#### ENTRIES ####

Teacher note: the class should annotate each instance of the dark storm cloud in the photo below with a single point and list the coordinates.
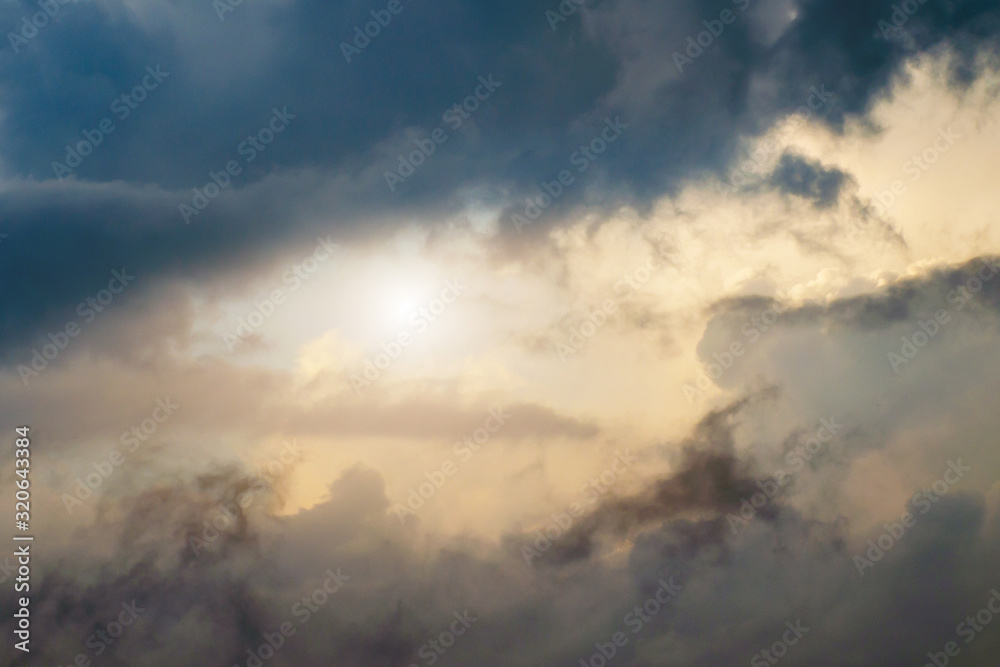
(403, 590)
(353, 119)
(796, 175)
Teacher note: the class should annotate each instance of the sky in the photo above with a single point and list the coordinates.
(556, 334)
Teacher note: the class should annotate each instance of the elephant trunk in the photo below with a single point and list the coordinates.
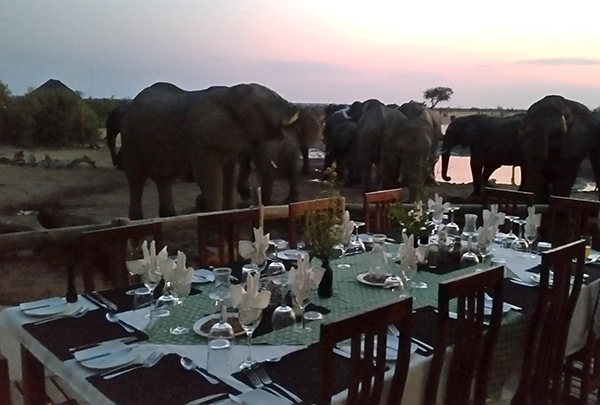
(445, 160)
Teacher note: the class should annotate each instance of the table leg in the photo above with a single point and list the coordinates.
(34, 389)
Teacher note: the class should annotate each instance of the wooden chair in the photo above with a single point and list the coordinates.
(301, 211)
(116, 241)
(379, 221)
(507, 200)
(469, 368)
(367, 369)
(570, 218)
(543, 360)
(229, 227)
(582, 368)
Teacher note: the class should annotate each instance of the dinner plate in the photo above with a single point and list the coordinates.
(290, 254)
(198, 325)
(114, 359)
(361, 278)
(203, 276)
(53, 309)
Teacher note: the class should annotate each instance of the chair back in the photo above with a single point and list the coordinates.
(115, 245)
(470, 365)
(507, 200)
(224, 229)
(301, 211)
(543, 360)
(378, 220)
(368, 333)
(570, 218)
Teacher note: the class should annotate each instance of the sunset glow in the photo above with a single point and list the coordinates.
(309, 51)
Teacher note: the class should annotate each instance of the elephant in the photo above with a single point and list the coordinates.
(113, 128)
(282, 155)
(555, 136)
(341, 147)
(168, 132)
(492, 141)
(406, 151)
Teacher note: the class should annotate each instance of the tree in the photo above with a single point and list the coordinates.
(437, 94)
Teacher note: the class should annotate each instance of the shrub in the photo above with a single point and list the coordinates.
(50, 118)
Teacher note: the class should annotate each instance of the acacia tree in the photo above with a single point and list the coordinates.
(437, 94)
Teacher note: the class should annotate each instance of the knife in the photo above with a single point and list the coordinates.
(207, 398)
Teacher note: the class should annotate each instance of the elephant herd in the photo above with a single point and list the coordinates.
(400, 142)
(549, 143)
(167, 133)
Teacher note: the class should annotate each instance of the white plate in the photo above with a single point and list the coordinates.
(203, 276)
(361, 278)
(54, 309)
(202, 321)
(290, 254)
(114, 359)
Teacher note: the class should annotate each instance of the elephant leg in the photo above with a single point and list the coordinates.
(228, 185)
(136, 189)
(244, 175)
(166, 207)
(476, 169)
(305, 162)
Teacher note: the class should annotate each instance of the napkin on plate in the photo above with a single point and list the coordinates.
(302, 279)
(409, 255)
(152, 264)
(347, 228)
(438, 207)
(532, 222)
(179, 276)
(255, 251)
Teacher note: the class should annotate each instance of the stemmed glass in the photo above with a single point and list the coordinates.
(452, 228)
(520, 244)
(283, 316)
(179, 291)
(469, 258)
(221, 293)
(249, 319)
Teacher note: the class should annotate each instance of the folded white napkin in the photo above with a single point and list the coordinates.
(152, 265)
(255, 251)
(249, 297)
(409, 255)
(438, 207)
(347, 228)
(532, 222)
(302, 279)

####

DIRECTIVE. Copy all of the entries above word for word, omitting the pictures.

RESPONSE.
Teacher note: the class should annotate each instance of the dark storm cloud in the photo below with a single point and list the coordinates.
(403, 590)
(353, 119)
(796, 175)
Teacher note: the class should annotate each instance of the sky in the photo above with a single point and list the coordinates.
(556, 334)
Teacher note: the class should annotate each instance of the elephant trunk in the photo below with a single point and list the coordinates.
(445, 160)
Teacher note: the class should annotate each instance of the table leg in the photo above with a single point and list the coordinates.
(34, 389)
Teacher note: the class should annotate each instance of the wooden chair in the photo above with a single point and list the coordinates.
(301, 211)
(116, 241)
(379, 221)
(507, 200)
(469, 368)
(367, 369)
(570, 218)
(543, 360)
(229, 227)
(582, 368)
Teacher note: the class should annotate each instance of the dinner plate in the photo above with a single point and list the coordinates.
(290, 254)
(198, 325)
(114, 359)
(361, 278)
(203, 276)
(53, 309)
Teacher note: the class should annotate each instance of the chair back in the photo above with a single point and list the coordinates.
(115, 245)
(470, 365)
(507, 200)
(224, 229)
(301, 211)
(543, 360)
(378, 220)
(368, 333)
(570, 218)
Teacher note: the class should annotate each instance of the sunset glow in the photo above with a single point and list the coordinates.
(309, 51)
Teacher note: the class should annotate each instance of the elephant in the photo above with a single point and list the coordinates.
(113, 128)
(282, 155)
(555, 136)
(341, 147)
(168, 132)
(492, 141)
(406, 151)
Teacher note: the class should annotate each instance of the tree in the photo above with a single point and list the coordinates.
(437, 94)
Teacher note: the class should annotate each instance of the shrub in the photo above with a single point and list the coordinates.
(50, 118)
Teacher note: the class should annotate each instance of the acacia tree in the photo above with a single point and list the coordinates.
(437, 94)
Teacher note: the class should annotate each instance of the knife in the photo above with a single point and list the coordinates.
(207, 398)
Teacher note: the class should annotate each instance of the elephant herd in the photo above with a single point and list the coordinates.
(400, 142)
(549, 143)
(167, 133)
Teacher note: the class should annotate each instance of the white plate in the photo above with a single point and list the coordinates.
(203, 276)
(361, 278)
(54, 309)
(202, 321)
(290, 254)
(114, 359)
Teacher note: the class should annotate each instance of the elephant leg in the photo above with a single point and list the coordinates.
(228, 185)
(136, 189)
(244, 175)
(166, 207)
(476, 169)
(305, 162)
Teacher note: the class should annotate each instance of the napkin on plate in the photo above with a single point and list the coordinates.
(302, 279)
(409, 255)
(152, 264)
(347, 228)
(438, 207)
(532, 222)
(179, 276)
(255, 251)
Teacher note: the class should annotate each instance of the stemmed glass in the photo above with a single point and list the coordinates.
(452, 228)
(520, 244)
(283, 316)
(179, 291)
(469, 258)
(221, 293)
(249, 319)
Teacher note: the class should annotate each instance of the folded white napkin in the photo above with a single point and list the coordinates.
(152, 265)
(255, 251)
(249, 297)
(409, 255)
(438, 207)
(347, 228)
(532, 222)
(302, 279)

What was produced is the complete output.